The task. Locate the line with "point: concrete slab" in the material. Copy that line and each one after it, through the last, exactly and with nothing else.

Available records.
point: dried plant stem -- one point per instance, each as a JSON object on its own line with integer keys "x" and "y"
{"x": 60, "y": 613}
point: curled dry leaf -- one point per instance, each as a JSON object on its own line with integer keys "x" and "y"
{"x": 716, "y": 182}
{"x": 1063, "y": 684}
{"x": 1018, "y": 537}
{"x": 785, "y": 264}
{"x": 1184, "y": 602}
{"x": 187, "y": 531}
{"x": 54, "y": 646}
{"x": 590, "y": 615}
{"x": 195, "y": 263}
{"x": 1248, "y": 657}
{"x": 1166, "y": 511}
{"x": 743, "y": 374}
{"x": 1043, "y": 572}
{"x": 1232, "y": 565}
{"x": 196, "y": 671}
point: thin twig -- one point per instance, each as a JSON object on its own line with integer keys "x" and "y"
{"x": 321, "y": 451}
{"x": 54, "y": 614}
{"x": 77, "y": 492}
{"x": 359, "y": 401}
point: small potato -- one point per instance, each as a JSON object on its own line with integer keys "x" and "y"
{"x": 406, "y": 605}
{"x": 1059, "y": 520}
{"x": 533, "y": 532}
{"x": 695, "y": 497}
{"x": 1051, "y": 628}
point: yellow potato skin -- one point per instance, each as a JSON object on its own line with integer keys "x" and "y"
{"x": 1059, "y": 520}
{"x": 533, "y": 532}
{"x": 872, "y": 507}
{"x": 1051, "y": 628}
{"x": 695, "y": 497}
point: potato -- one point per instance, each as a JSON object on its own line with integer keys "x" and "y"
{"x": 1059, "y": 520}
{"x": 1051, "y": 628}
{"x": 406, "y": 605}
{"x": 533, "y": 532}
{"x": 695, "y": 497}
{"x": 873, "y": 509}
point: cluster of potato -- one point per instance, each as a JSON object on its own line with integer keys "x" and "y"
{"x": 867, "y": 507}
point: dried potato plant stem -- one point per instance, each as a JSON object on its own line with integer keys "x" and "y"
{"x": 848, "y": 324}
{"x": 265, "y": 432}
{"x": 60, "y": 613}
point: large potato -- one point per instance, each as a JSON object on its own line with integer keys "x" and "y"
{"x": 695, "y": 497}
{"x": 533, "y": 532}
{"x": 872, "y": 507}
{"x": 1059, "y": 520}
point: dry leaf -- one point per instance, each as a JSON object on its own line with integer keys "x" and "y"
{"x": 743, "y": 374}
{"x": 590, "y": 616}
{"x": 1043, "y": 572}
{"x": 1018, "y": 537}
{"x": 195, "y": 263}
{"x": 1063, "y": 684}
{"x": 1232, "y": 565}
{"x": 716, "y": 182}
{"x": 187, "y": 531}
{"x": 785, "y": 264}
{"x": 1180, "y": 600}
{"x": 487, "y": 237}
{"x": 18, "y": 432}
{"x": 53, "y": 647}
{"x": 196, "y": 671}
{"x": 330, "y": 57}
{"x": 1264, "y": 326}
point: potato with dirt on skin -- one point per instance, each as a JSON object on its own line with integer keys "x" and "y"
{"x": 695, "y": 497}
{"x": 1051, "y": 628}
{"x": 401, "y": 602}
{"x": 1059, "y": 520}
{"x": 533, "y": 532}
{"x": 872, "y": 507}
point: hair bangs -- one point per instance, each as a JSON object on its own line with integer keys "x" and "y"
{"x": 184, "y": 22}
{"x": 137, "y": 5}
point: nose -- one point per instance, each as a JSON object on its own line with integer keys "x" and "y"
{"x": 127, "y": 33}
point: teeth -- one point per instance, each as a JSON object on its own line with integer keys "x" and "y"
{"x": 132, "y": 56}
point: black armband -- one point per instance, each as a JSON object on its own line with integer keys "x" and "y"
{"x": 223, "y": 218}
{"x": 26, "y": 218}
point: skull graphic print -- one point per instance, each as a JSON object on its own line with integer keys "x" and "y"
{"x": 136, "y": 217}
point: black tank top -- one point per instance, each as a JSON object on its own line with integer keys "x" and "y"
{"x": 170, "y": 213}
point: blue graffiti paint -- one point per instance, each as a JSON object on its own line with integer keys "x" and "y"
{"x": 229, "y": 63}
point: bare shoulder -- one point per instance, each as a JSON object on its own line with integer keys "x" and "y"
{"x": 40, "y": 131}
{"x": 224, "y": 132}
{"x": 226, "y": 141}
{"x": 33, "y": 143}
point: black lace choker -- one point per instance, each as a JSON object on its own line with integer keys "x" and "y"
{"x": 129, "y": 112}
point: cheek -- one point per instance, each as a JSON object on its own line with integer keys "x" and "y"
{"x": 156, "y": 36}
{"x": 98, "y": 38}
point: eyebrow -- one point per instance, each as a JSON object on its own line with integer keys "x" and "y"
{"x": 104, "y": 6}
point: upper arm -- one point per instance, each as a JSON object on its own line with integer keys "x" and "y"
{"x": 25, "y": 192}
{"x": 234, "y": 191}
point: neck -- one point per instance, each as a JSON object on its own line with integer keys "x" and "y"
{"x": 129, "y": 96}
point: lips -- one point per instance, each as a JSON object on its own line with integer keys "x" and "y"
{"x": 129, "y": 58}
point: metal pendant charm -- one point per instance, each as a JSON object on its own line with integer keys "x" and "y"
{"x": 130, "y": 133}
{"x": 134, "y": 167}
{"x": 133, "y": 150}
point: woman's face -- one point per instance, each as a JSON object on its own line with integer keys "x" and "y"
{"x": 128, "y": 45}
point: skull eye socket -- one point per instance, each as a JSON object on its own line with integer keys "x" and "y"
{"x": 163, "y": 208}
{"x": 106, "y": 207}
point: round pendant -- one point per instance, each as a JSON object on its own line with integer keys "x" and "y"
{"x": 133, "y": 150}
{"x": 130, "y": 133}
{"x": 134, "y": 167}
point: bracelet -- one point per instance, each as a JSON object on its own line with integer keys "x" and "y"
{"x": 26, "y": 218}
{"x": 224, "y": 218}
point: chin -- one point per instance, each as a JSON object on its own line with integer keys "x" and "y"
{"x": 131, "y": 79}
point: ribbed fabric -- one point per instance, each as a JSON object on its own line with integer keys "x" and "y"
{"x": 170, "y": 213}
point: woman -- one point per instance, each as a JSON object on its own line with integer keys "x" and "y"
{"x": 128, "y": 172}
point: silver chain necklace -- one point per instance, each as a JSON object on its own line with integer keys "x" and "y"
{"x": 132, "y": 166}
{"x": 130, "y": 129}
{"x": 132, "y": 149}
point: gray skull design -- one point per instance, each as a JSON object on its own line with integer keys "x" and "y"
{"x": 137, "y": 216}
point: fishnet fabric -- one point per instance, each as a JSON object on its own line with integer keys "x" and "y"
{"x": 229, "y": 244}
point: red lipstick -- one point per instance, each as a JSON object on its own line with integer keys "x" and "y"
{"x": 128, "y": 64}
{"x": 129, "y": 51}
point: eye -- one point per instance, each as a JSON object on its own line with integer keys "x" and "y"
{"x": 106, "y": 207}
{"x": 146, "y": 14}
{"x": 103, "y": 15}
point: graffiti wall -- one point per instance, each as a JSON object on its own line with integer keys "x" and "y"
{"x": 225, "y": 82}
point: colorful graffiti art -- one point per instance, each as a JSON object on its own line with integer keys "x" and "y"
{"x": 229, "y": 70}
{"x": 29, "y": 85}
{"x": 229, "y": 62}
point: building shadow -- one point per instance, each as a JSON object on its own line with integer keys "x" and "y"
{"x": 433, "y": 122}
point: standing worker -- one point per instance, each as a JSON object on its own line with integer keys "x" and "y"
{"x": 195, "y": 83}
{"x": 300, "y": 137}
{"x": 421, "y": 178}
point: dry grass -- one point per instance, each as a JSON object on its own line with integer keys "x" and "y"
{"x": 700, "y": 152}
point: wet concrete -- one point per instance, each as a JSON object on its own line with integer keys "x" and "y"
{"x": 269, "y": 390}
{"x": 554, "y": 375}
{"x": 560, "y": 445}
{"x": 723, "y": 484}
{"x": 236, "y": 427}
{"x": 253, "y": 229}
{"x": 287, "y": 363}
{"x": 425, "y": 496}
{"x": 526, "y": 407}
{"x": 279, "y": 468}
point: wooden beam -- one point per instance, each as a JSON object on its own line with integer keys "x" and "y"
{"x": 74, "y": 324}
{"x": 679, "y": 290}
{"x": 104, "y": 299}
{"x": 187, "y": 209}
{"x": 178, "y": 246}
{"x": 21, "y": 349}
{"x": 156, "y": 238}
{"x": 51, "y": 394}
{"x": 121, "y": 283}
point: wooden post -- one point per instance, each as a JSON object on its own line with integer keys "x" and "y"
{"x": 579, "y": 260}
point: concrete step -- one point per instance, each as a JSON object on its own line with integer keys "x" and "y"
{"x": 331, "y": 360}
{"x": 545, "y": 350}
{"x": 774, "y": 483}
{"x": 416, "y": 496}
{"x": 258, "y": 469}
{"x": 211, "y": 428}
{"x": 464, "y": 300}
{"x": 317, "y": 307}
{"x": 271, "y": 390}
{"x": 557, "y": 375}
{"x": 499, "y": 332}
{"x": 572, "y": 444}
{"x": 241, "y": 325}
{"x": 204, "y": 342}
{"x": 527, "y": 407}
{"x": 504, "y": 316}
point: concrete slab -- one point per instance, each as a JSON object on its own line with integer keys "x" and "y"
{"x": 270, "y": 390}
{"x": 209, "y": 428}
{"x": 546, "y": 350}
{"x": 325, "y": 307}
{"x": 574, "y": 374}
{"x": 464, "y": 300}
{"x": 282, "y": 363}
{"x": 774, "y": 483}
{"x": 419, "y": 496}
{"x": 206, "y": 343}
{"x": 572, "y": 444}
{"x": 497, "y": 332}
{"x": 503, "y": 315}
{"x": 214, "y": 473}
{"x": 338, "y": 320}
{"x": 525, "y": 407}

Task solution.
point: concrete slab -- one point per instance, each as a JSON object on its own line with integer keys "x" and "y"
{"x": 270, "y": 390}
{"x": 209, "y": 428}
{"x": 546, "y": 350}
{"x": 325, "y": 307}
{"x": 574, "y": 374}
{"x": 464, "y": 300}
{"x": 282, "y": 363}
{"x": 774, "y": 483}
{"x": 419, "y": 496}
{"x": 206, "y": 343}
{"x": 572, "y": 444}
{"x": 497, "y": 332}
{"x": 503, "y": 315}
{"x": 214, "y": 473}
{"x": 338, "y": 320}
{"x": 525, "y": 407}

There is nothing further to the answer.